* **Problem requirements**:
Send every record back word for word.
### The records
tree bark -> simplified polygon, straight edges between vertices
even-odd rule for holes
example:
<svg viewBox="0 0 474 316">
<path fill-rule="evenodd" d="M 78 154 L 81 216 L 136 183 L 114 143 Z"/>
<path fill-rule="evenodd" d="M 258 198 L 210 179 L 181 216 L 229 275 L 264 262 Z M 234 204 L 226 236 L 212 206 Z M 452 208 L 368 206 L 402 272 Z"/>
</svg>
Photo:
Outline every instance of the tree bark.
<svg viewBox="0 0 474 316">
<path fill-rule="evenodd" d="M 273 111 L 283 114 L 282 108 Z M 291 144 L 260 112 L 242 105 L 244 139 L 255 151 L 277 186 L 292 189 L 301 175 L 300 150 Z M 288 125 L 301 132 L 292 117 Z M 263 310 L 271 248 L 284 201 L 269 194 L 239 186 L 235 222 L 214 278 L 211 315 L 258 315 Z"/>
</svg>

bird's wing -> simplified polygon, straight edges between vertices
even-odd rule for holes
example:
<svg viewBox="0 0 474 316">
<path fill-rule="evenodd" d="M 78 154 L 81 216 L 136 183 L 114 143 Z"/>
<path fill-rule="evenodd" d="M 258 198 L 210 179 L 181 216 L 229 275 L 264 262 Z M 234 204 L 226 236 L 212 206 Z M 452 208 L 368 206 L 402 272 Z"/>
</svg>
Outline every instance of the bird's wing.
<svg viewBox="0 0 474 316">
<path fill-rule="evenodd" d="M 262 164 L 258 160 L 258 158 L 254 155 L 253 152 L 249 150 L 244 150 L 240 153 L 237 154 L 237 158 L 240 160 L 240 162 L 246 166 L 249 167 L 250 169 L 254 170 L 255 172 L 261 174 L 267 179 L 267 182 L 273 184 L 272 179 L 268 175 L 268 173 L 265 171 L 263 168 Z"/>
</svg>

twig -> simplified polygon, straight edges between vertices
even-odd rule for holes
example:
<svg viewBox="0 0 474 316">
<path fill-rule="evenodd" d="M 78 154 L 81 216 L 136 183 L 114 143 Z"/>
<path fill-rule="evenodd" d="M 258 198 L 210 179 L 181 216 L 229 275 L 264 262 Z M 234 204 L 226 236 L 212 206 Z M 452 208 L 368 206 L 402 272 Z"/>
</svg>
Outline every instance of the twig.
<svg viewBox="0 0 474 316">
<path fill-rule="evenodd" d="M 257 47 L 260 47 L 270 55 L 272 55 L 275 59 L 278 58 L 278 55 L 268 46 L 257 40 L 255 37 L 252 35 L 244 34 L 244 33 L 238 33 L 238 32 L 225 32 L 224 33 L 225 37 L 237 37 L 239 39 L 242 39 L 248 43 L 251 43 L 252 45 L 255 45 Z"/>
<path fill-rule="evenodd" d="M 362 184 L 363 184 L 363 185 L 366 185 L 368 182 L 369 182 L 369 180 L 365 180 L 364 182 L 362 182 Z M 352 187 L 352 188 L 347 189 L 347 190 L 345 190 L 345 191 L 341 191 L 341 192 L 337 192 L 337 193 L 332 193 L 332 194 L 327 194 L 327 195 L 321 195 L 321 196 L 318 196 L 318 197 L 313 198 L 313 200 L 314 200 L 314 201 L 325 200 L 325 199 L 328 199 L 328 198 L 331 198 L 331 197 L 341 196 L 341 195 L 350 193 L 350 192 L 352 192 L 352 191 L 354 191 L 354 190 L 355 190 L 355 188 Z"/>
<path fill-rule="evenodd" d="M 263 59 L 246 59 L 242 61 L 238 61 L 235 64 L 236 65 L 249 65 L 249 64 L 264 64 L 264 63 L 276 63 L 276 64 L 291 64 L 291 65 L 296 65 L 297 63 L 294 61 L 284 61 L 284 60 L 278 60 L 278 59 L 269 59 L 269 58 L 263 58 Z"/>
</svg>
######
* **Your response**:
tree bark -> simplified polygon, straight edges between vertices
even-odd rule for holes
example:
<svg viewBox="0 0 474 316">
<path fill-rule="evenodd" d="M 78 154 L 81 216 L 136 183 L 114 143 Z"/>
<path fill-rule="evenodd" d="M 258 198 L 210 179 L 181 216 L 229 275 L 264 262 Z M 234 204 L 226 236 L 212 206 Z M 452 208 L 368 206 L 402 272 Z"/>
</svg>
Photo:
Outline every instance of the tree bark.
<svg viewBox="0 0 474 316">
<path fill-rule="evenodd" d="M 273 111 L 283 114 L 282 108 Z M 291 144 L 260 112 L 242 105 L 244 139 L 255 151 L 277 186 L 292 189 L 301 175 L 300 150 Z M 288 125 L 301 132 L 292 117 Z M 263 310 L 271 248 L 284 201 L 269 194 L 239 186 L 235 222 L 214 278 L 211 315 L 258 315 Z"/>
</svg>

bird's wing -> simplified polygon, straight edges between vertices
even-odd rule for holes
example:
<svg viewBox="0 0 474 316">
<path fill-rule="evenodd" d="M 78 154 L 81 216 L 136 183 L 114 143 Z"/>
<path fill-rule="evenodd" d="M 258 198 L 210 179 L 181 216 L 229 275 L 264 262 Z M 234 204 L 226 236 L 212 206 Z M 452 208 L 368 206 L 402 272 Z"/>
</svg>
Outline every instance of the bird's wing.
<svg viewBox="0 0 474 316">
<path fill-rule="evenodd" d="M 262 164 L 258 160 L 258 158 L 254 155 L 253 152 L 249 150 L 244 150 L 240 153 L 237 154 L 237 158 L 240 160 L 240 162 L 246 166 L 249 167 L 250 169 L 254 170 L 255 172 L 261 174 L 267 179 L 267 182 L 273 184 L 272 179 L 268 175 L 268 173 L 265 171 L 263 168 Z"/>
</svg>

twig -> simplified polygon, straight edges between vertices
even-odd rule for holes
example:
<svg viewBox="0 0 474 316">
<path fill-rule="evenodd" d="M 78 154 L 81 216 L 136 183 L 114 143 Z"/>
<path fill-rule="evenodd" d="M 258 198 L 210 179 L 181 216 L 229 275 L 264 262 Z M 234 204 L 226 236 L 212 206 Z M 452 208 L 368 206 L 402 272 Z"/>
</svg>
Outline every instance of the twig.
<svg viewBox="0 0 474 316">
<path fill-rule="evenodd" d="M 257 47 L 260 47 L 270 55 L 272 55 L 275 59 L 278 58 L 278 55 L 268 46 L 257 40 L 255 37 L 252 35 L 244 34 L 244 33 L 238 33 L 238 32 L 225 32 L 224 33 L 225 37 L 237 37 L 239 39 L 242 39 L 248 43 L 251 43 L 252 45 L 255 45 Z"/>
<path fill-rule="evenodd" d="M 362 184 L 363 184 L 363 185 L 366 185 L 368 182 L 369 182 L 369 180 L 365 180 L 364 182 L 362 182 Z M 352 187 L 352 188 L 347 189 L 347 190 L 345 190 L 345 191 L 341 191 L 341 192 L 337 192 L 337 193 L 332 193 L 332 194 L 327 194 L 327 195 L 321 195 L 321 196 L 318 196 L 318 197 L 313 198 L 313 200 L 314 200 L 314 201 L 325 200 L 325 199 L 328 199 L 328 198 L 331 198 L 331 197 L 341 196 L 341 195 L 350 193 L 350 192 L 352 192 L 352 191 L 354 191 L 354 190 L 355 190 L 355 188 Z"/>
<path fill-rule="evenodd" d="M 263 59 L 246 59 L 242 61 L 238 61 L 235 64 L 236 65 L 249 65 L 249 64 L 264 64 L 264 63 L 276 63 L 276 64 L 291 64 L 291 65 L 296 65 L 297 63 L 294 61 L 284 61 L 284 60 L 278 60 L 278 59 L 269 59 L 269 58 L 263 58 Z"/>
</svg>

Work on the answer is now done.